Records from a data collection:
**********

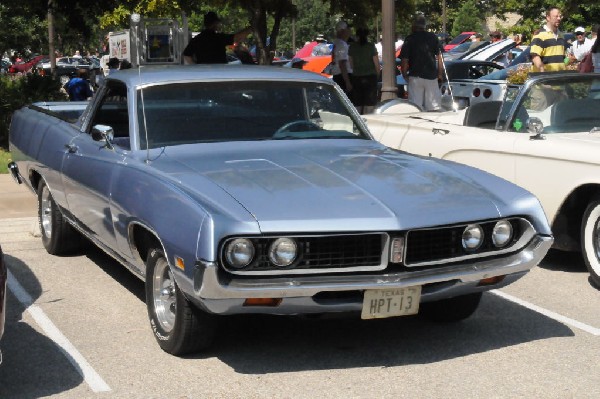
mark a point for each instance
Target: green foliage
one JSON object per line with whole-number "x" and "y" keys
{"x": 22, "y": 90}
{"x": 467, "y": 18}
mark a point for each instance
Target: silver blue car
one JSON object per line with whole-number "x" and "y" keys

**********

TASK GOAL: Without any pictures, output the entries above exactly as they appear.

ANSWER BOX:
mark a point for each instance
Target: green foliage
one JSON object per line with whole-number "x" and "y" keys
{"x": 22, "y": 90}
{"x": 467, "y": 18}
mark a point for each instance
Target: silver blue car
one JSON object per line with whole-number "x" and "y" keys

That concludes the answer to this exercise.